→ Consignes
1 – Pour chacune des affirmations (a), (b) et (c), dites si elle concorde avec le passage sur le frère aîné. Répondez par oui ou non et citez les mots du passage qui tranchent.
(a) Le frère aîné accepte de se joindre au banquet.
(b) En tant que premier-né, le fils aîné devait être le premier servi en matière d'héritage.
(c) Le père a un jour donné un chevreau au fils aîné.
2 – Répondez brièvement à ces questions sur le passage sur le frère aîné :
(a) Qu'est-ce que le banquet célèbre ?
(b) Quel animal le père a-t-il tué à l'arrivée du cadet ?
(c) Selon la conception de la justice exposée dans le dernier paragraphe, qu'exige idéalement la justice ?
3 – Poursuivez le passage sur le frère aîné à partir de sa dernière phrase.

Dans le monde des fables et des contes, le grand frère de l’enfant prodigue fait mauvaise figure. Sa faute ? Quand son père, fou de joie, le presse de se joindre au banquet qui célèbre le retour du cadet, « il se met en colère et refuse d’entrer ». Que peut-il y avoir en son cœur qui le fasse ainsi se cabrer, sinon l’envie la plus vile, la dureté la plus implacable ?

Ce qui aurait dû m’être évident depuis toujours, c’est que dans cette histoire, la justice au sens où l’entendent les humains est du côté du fils aîné. En tant que premier-né, il lui revenait d’être le premier servi en matière d’héritage. Son frère plus jeune l’avait berné, s’était enfui avec sa part, puis avait jeté le déshonneur sur la famille en dissipant son bien dans une vie de désordre. L’aîné était donc dans son droit quand il s’en fut affronter son père pour lui dire ce qu’il pensait, honnêtement et sans ambages : « Voilà tant d’années que je te sers… et tu ne m’as jamais donné un chevreau… mais quand ton fils que voici est arrivé… tu as tué le veau gras. »

J’admets avoir pendant longtemps et de bonne foi, déformé le sens de ces mors. Je les entendais comme une sommation exigeant du père la punition due pour un comportement aussi odieux ; ou tout au moins comme une pétition requérant que ne soit pas accordé à ce dévoyé plus qu’il ne demandait, le statut de serviteur. Cette interprétation reflétait ma propre compréhension de la justice à l’époque, à savoir qu’idéalement parlant, elle exige l’égalité entre l’offense et la sanction, à défaut de quoi elle se satisfait d’une forme d’équité qui, dans l’équation, fait intervenir les circonstances.

[Entrées brutes]
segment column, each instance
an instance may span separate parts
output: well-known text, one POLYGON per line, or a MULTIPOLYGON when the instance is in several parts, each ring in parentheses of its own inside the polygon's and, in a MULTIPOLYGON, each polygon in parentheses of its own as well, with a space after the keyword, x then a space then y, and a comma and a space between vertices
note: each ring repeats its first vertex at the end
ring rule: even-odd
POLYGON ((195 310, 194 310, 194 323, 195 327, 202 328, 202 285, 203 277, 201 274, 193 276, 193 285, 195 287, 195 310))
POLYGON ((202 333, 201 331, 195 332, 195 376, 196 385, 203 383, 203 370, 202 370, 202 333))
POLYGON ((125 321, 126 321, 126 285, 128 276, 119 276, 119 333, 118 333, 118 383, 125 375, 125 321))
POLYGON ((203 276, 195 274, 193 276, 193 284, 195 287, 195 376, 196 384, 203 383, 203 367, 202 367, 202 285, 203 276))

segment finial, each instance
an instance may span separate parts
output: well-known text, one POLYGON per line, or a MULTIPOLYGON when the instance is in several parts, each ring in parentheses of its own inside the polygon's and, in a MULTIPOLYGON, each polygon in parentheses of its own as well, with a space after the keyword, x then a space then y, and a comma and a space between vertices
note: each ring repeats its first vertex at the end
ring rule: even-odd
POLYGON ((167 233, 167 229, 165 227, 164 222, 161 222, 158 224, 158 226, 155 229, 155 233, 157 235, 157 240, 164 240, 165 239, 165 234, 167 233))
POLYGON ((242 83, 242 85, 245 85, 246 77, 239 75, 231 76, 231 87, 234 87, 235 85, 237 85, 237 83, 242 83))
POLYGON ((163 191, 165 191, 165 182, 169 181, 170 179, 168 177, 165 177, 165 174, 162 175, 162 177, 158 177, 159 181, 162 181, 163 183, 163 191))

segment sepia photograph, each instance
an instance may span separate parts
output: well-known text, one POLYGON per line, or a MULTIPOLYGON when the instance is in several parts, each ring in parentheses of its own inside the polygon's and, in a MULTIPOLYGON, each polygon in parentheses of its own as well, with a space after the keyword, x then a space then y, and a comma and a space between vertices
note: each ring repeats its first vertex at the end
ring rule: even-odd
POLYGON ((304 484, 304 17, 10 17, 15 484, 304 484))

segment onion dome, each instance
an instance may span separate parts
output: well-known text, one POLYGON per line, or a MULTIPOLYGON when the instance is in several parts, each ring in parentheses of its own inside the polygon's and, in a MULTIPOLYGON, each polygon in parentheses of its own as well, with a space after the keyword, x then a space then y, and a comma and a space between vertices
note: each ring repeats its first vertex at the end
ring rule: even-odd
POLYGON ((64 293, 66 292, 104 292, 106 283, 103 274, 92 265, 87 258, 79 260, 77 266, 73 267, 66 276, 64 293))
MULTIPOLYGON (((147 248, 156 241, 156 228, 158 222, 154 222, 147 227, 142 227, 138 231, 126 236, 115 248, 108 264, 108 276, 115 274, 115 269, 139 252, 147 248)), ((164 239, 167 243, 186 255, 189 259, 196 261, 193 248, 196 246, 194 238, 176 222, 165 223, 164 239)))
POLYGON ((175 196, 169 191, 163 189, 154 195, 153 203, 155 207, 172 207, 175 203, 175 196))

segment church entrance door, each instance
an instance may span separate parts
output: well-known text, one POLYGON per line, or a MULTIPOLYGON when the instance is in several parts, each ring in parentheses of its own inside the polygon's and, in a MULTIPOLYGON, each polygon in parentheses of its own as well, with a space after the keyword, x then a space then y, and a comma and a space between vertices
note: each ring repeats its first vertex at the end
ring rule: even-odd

→ Réponses
1 –
(a) Non : « il se met en colère et refuse d’entrer ».
(b) Oui : « En tant que premier-né, il lui revenait d’être le premier servi en matière d’héritage. »
(c) Non : « tu ne m’as jamais donné un chevreau ».

2 –
(a) Le retour du cadet.
(b) Le veau gras.
(c) L'égalité entre l'offense et la sanction.

3 –
Pourtant, les paroles du fils aîné ne constituent pas une réclamation des droits rigoureusement évalués. Elles laissent plutôt deviner une question non-exprimée à propos d’un geste du père qui défie la raison. Ce que l’aîné trouve inconcevable, c’est que son père soit disposé à montrer, à l’égard d’un fils ingrat et dépravé, une générosité plus abondante qu’il ne l’a fait jusqu’ici pour le compte d’un fils dévoué et fidèle. Ce que son discours met en question, ce n’est pas l’indulgence du père, c’est un manque de mesure qui jette un doute sur son impartialité.

Y aurait-il une frontière au-delà de laquelle la miséricorde devient excessive et dégénère en injustice ?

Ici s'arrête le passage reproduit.